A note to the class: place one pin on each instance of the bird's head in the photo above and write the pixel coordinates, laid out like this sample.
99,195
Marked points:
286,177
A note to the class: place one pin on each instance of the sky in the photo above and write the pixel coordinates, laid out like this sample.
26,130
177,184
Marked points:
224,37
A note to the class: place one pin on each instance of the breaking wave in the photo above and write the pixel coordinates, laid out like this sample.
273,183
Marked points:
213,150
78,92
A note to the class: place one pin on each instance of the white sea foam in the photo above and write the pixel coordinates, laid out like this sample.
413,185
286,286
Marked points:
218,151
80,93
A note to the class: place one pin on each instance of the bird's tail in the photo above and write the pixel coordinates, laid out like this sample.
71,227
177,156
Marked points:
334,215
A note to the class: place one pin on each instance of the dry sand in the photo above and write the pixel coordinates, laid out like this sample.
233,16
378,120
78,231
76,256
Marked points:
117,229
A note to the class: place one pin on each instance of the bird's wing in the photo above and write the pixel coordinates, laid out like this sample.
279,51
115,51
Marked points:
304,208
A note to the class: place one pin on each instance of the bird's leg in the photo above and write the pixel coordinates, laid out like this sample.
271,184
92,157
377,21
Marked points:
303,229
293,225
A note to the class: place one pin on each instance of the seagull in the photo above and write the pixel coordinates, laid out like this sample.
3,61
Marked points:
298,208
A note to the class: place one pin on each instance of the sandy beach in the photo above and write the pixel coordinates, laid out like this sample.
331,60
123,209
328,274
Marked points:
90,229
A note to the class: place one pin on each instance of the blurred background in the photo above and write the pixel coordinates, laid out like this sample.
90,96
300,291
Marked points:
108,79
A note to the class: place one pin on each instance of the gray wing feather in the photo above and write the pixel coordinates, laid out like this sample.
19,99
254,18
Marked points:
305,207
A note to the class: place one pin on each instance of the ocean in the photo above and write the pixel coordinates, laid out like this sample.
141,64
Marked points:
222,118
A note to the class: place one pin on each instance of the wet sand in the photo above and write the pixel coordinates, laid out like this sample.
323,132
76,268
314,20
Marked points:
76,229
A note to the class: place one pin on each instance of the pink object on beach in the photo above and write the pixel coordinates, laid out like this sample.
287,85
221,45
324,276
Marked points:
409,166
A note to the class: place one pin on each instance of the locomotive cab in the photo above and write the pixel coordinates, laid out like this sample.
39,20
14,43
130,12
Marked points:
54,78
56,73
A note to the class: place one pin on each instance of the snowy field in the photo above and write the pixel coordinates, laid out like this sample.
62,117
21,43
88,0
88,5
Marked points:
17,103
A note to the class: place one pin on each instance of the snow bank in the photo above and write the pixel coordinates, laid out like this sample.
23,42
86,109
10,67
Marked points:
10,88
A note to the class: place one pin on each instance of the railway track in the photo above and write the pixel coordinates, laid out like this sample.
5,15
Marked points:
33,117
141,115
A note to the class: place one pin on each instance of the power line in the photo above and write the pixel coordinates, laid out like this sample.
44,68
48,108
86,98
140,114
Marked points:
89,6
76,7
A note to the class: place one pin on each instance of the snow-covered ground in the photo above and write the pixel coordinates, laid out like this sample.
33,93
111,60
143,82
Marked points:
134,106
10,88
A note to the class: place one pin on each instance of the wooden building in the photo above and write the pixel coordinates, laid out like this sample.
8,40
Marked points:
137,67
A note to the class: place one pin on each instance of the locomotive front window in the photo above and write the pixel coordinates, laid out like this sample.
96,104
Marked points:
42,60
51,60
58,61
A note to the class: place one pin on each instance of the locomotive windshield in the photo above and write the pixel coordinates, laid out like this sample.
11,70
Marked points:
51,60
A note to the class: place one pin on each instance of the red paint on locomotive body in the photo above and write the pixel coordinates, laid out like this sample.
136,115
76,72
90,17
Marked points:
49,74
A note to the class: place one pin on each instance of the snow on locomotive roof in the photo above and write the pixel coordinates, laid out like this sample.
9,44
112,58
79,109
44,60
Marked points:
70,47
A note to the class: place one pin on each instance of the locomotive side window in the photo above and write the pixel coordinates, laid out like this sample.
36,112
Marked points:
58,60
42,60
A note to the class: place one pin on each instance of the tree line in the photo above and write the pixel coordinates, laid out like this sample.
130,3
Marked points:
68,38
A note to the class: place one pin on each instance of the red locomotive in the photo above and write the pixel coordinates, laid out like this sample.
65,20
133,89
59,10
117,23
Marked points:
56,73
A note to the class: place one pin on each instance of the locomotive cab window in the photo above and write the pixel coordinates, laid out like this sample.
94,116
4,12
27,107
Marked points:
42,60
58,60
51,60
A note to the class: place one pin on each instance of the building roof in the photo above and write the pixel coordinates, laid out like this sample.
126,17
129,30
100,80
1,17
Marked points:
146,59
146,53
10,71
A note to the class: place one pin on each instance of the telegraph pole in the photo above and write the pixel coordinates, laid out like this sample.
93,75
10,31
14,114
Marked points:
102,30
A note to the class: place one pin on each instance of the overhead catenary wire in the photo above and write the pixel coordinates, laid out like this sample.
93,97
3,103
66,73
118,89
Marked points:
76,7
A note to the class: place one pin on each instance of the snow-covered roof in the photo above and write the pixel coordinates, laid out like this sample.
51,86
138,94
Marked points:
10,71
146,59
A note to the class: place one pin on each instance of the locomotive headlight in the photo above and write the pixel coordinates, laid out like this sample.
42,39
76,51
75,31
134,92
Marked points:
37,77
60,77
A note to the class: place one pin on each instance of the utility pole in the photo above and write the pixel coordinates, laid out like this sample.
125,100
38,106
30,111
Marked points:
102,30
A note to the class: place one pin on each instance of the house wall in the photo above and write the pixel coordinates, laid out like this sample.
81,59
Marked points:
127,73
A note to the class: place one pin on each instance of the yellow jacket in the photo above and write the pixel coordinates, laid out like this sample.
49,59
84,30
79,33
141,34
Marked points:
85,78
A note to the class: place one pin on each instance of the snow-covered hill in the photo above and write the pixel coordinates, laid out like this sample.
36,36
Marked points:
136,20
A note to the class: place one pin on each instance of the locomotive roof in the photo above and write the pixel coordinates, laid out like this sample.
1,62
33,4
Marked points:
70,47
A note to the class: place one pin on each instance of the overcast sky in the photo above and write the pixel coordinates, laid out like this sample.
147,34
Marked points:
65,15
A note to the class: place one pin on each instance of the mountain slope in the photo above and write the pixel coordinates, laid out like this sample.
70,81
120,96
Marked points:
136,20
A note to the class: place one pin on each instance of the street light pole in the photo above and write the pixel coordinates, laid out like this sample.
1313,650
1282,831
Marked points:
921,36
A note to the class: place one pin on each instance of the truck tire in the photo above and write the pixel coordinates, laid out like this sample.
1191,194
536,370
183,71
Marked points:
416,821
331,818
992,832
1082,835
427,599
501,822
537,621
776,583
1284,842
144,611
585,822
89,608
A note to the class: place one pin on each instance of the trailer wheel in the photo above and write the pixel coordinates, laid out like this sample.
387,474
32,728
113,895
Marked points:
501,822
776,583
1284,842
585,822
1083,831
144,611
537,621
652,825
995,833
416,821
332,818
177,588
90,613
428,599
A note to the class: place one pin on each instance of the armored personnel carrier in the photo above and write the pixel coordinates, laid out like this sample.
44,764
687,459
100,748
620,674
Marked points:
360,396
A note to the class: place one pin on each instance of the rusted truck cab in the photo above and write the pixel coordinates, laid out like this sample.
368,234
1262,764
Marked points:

* * *

■ **Required task**:
Retype the records that precede this task, keeping them exactly the same.

■ **Answer to the task**:
A note to the class: place one pin on each instance of the bird's head in the photo above and write the pixel coordinates, laid out like this sample.
99,195
Marked points:
286,177
A note to the class: place one pin on each instance of the sky in the photo above and write the pixel coordinates, laid out like this sample.
26,130
177,184
Marked points:
224,37
A note to the class: place one pin on each instance of the breaking wave in the photo above and write the pixel coordinates, laid out like this sample.
273,183
Marked points:
213,150
78,92
A note to the class: place one pin on each instance of the white sea foam in the photo above and write the pixel coordinates, laid out like this sample.
413,185
286,286
Marked points:
218,151
80,93
A note to the class: place one pin on each instance of the bird's tail in the photo above and write the pixel coordinates, laid out like this sample.
71,227
177,156
Marked points:
334,215
A note to the class: place one pin on each instance of the dry sand in the photo above and write the pixel coordinates, laid out like this sample.
233,16
378,120
78,231
76,256
Marked points:
117,229
A note to the class: place one pin on each instance of the bird's wing in the photo above and write the pixel coordinates, laid out like this sample.
279,51
115,51
Marked points:
304,208
A note to the class: place one pin on each instance of the bird's leg in the photo above and write the pixel coordinates, laid out like this sample.
271,184
92,157
377,21
Marked points:
303,229
293,225
A note to the class: place one pin on each instance of the seagull in the photo above and write the pixel coordinates, laid out like this sample.
3,61
Marked points:
298,208
A note to the class: place one pin on each instance of the sandy beach in the photo above and write the pixel coordinates, laid out like this sample.
331,60
123,209
328,274
Marked points:
90,229
A note to the class: place one pin on each instance of the blurred background in the photo above and write the pixel coordinates, laid out like this sample.
90,96
300,291
Marked points:
108,79
A note to the class: place one pin on each instance of the gray wing feather in the photo above and write the pixel coordinates, laid out like this sample.
19,99
254,18
Marked points:
305,207
A note to the class: place one pin on each instance of the ocean in the photo above and write the pixel coordinates, laid out like this sample.
141,64
Marked points:
222,118
A note to the class: place one pin on each instance of the wet sand in the photo above and write the pixel coordinates, laid out like this sample.
323,132
76,268
314,20
Marked points:
76,229
A note to the class: place one pin on each instance of the pink object on beach in the photo above and write the pixel coordinates, laid out like this sample.
287,85
221,45
324,276
Marked points:
409,166
A note to the class: place one pin on each instance of the locomotive cab in the photo above and write the pixel coordinates, laid out like this sample.
39,20
14,43
130,12
Marked points:
54,78
56,73
A note to the class: place one pin on each instance of the snowy field in the photo above and write the pixel coordinates, laid out like this sample.
62,117
21,43
88,0
88,5
Marked points:
17,103
A note to the class: place one pin on each instance of the snow bank in the photo above and write the pixel coordinates, laid out like this sample.
23,42
86,109
10,67
Marked points:
10,88
A note to the class: place one pin on each instance of the railway track in the photo above and write the pixel coordinates, laid out like this sample.
5,15
Marked points:
33,117
141,115
A note to the class: place one pin on each instance of the power line in the photo above and write the pixel coordinates, laid out like this sample.
44,68
48,108
86,98
140,114
Marked points:
89,6
76,7
A note to the class: place one pin on each instance of the snow-covered ground in the photo above and write the pixel coordinates, laid out like this sample.
33,93
111,60
143,82
Marked points:
134,106
10,88
A note to the class: place one pin on each instance of the wooden building in the photo above and write the pixel coordinates, laid out like this sample.
8,40
Marked points:
137,67
A note to the class: place one pin on each instance of the locomotive front window in the photo above and write the pixel coordinates, laid out like this sample.
96,104
Marked points:
42,60
51,60
58,61
A note to the class: place one pin on each instance of the locomotive windshield in the photo above and write the pixel coordinates, laid out like this sample.
11,70
Marked points:
51,60
A note to the class: place one pin on each instance of the red paint on locomotive body in the photo above and write the pixel coordinates, laid out like this sample.
136,115
76,72
90,17
Marked points:
49,74
A note to the class: place one pin on each instance of the snow on locomotive roof in the photo above and write the pixel coordinates, laid out like this sample.
9,44
112,58
79,109
44,60
Marked points:
70,47
A note to the class: place one pin on each instance of the locomotive side window in the photo above and write the pixel coordinates, laid out like this sample.
36,112
Marked points:
58,60
42,60
A note to the class: place one pin on each instance of the tree line in the photo above and write the pixel coordinates, laid out like this sample.
130,3
Marked points:
68,38
A note to the class: place one pin on each instance of the red locomotive in the photo above and write the pixel coordinates, laid out like this sample.
65,20
133,89
59,10
117,23
Marked points:
56,73
A note to the class: place one pin on each instance of the locomotive cab window in the photo above and write the pixel coordinates, laid out like this sample.
94,116
4,12
27,107
Marked points:
42,60
58,60
51,60
A note to the class: place one pin on each instance of the building roof in the photo above and write the pixel coordinates, laid out like this sample.
126,17
129,30
100,80
1,17
Marked points:
146,59
146,53
10,71
A note to the class: place one pin on each instance of the telegraph pole in the photo above and write the pixel coordinates, laid out like this sample.
93,75
10,31
14,114
Marked points:
102,30
A note to the class: place one pin on each instance of the overhead catenary wire in the photo above and write the pixel coordinates, laid out like this sample.
93,97
3,103
66,73
118,89
Marked points:
76,7
A note to the class: place one pin on each instance of the snow-covered roof in the photo above and write the pixel coordinates, laid out like this sample.
51,86
138,94
Marked points:
10,71
146,59
A note to the class: place one pin on each instance of the locomotive headlight in the photo above and write the pixel coordinates, laid out like this sample.
42,39
76,51
75,31
134,92
Marked points:
37,77
60,77
A note to the class: place one pin on each instance of the utility pole in the photo above and write the pixel coordinates, laid out like this sample.
125,100
38,106
30,111
Marked points:
102,30
A note to the class: place one pin on each instance of the house wall in the photo above and write the pixel coordinates, laid out like this sample.
81,59
Marked points:
127,73
A note to the class: place one pin on each instance of the yellow jacket in the photo above and write the pixel coordinates, laid out like this sample.
49,59
84,30
79,33
141,34
Marked points:
85,78
A note to the class: place one pin on each instance of the snow-covered hill in the photo above and write the pixel coordinates, laid out like this sample.
36,36
Marked points:
136,20
A note to the class: place one pin on each instance of the locomotive roof in the photo above and write the pixel coordinates, laid out like this sample.
1,62
33,4
Marked points:
70,47
A note to the class: place one pin on each instance of the overcast sky in the photo above and write the pixel coordinates, laid out like this sample.
147,34
Marked points:
65,15
A note to the class: place one pin on each instance of the mountain slope in the photo above and write the pixel coordinates, laid out like this sample.
70,81
120,96
Marked points:
136,20
A note to the class: place one pin on each instance of the street light pole in the photo above and write the pixel coordinates, laid out like this sample.
1313,650
1282,831
Marked points:
921,36
A note to the class: place one pin on each instance of the truck tire in the photo above and write the pixel coordinates, laid out like this sample.
1191,194
536,370
183,71
Marked points:
416,821
331,818
992,832
1082,835
427,599
501,822
537,621
776,583
1284,842
144,611
585,822
89,608
A note to the class: place one pin on each instance of the trailer wheel in the photo above and write the pixel coordinates, laid out like this sample.
387,474
32,728
113,895
Marked points:
501,822
776,583
1284,842
585,822
1083,831
144,611
537,621
652,825
995,833
416,821
332,818
177,588
90,613
428,599
A note to the class: place one pin on each instance of the armored personnel carrier in the photo above and write the pixel coordinates, laid out like this sample.
44,764
687,459
100,748
620,674
Marked points:
360,396
A note to the class: place one pin on each instance of the rusted truck cab in the photo above and write the pixel coordinates, laid out like this sample.
368,234
1262,764
Marked points:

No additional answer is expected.